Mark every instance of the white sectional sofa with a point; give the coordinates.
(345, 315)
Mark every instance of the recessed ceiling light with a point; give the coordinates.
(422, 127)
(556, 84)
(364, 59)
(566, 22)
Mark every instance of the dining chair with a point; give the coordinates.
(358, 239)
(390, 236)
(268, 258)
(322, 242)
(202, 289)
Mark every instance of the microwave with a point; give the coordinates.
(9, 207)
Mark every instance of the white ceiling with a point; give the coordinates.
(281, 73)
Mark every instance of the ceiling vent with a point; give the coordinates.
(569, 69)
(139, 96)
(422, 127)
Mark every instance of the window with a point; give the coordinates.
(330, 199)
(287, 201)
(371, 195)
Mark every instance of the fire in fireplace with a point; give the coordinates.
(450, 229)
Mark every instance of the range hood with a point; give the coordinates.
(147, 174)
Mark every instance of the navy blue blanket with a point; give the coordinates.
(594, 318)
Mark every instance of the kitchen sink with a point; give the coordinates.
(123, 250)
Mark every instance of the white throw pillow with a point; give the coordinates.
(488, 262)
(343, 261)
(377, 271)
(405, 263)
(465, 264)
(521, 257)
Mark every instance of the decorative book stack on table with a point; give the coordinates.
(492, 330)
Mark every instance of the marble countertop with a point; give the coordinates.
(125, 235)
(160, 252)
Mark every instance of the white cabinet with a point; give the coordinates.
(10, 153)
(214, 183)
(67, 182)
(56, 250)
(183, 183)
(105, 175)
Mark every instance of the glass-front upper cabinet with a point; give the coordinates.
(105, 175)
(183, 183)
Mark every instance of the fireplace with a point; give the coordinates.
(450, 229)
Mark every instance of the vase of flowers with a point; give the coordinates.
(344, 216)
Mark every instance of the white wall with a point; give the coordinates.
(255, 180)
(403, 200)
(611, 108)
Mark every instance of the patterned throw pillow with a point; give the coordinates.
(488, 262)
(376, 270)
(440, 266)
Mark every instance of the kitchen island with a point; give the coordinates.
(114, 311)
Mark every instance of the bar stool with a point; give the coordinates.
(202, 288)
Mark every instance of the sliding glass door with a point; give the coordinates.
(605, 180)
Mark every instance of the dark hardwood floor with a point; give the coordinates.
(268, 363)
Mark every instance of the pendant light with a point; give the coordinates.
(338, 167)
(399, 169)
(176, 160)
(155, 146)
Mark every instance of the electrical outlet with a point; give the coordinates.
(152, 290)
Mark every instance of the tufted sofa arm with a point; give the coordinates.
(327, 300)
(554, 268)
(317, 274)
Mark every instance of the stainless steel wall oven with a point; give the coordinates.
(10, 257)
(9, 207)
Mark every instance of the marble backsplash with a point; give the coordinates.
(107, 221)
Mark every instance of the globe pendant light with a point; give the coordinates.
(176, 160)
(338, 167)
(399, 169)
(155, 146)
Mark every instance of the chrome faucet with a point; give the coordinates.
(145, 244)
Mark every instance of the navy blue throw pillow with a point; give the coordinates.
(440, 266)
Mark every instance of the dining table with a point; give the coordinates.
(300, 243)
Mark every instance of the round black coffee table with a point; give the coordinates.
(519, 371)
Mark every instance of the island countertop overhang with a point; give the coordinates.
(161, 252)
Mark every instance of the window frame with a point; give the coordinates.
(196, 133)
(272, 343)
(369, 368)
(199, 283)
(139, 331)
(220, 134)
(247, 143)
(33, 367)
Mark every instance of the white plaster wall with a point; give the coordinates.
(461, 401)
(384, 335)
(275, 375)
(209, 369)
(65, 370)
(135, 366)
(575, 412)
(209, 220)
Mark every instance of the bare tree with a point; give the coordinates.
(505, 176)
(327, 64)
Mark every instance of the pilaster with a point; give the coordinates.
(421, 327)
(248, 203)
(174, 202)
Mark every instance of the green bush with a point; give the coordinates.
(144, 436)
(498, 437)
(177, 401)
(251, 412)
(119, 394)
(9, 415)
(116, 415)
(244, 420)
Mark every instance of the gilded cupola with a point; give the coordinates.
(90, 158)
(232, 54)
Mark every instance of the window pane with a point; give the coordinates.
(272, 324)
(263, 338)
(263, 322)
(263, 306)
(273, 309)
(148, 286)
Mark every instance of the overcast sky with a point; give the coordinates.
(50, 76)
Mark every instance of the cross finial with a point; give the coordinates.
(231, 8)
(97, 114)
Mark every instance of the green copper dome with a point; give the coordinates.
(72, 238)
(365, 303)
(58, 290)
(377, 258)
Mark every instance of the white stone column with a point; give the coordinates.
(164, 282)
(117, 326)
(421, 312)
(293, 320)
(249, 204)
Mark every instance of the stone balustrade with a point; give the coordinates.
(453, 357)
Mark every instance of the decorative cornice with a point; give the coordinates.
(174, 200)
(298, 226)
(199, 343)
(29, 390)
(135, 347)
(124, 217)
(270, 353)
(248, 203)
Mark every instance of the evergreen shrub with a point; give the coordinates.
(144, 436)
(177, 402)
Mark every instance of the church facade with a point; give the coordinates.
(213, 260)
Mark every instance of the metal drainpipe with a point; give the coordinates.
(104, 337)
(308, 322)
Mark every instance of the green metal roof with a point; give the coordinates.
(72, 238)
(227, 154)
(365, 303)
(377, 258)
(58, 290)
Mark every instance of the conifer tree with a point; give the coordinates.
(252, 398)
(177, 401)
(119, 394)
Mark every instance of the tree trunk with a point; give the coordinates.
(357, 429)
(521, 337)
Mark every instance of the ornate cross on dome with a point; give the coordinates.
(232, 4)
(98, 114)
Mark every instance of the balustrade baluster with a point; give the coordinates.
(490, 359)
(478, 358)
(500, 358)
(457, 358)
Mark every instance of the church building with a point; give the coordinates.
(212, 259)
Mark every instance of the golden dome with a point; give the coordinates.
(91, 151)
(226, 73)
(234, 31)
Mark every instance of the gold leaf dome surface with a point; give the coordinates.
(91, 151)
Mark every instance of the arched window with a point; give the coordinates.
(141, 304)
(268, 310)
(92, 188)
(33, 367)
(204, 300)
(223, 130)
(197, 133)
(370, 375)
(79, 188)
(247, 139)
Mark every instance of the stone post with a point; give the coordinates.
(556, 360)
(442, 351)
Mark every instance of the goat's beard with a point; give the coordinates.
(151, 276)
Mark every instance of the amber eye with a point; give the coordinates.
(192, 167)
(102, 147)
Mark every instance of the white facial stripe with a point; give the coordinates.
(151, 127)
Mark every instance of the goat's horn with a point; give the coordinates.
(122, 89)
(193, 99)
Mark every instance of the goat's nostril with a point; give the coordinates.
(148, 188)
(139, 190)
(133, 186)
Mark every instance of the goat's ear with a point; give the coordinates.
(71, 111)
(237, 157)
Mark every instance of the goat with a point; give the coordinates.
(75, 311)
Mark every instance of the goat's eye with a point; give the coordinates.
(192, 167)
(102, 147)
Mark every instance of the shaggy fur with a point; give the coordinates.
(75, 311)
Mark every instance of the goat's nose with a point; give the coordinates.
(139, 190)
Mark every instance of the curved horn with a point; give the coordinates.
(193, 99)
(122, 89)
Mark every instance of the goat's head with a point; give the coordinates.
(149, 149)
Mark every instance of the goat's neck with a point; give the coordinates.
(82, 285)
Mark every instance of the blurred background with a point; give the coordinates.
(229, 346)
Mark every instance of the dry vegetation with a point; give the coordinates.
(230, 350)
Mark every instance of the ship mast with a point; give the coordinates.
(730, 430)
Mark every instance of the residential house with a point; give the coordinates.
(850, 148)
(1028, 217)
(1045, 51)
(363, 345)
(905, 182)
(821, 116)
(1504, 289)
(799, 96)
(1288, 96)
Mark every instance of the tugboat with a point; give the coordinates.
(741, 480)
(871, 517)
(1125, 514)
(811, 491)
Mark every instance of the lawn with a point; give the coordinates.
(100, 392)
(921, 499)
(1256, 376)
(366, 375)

________________

* _STATED PROBLEM_
Output the stretch from the line containing "Mark every instance of the goat's nose" through the last line of the rows as a JSON list of strings, with one string per line and blank lines left out.

* _FINAL ANSWER_
[
  "Mark every instance of the goat's nose with a point; give the coordinates.",
  "(139, 190)",
  "Mark every instance of the curved horn with a point; give the coordinates.",
  "(193, 99)",
  "(122, 89)",
  "Mark every instance of the goat's head with a point; give the coordinates.",
  "(149, 149)",
  "Mark every instance of the goat's neck with a point; give the coordinates.",
  "(82, 285)",
  "Mark every instance of the blurred background with a point; give the coordinates.",
  "(229, 346)",
  "Mark every instance of the dry vegetation with a point; give the coordinates.",
  "(230, 350)",
  "Mark every instance of the ship mast with a point; give the coordinates.",
  "(730, 430)",
  "Mark every instance of the residential house with a point; give the coordinates.",
  "(850, 148)",
  "(1028, 217)",
  "(1045, 51)",
  "(363, 345)",
  "(905, 182)",
  "(821, 116)",
  "(1504, 289)",
  "(799, 96)",
  "(1288, 96)",
  "Mark every instance of the tugboat with a point; give the coordinates.",
  "(741, 480)",
  "(871, 517)",
  "(1125, 514)",
  "(811, 491)",
  "Mark every instance of the lawn with a point; give the coordinates.",
  "(100, 392)",
  "(921, 499)",
  "(1256, 376)",
  "(366, 375)"
]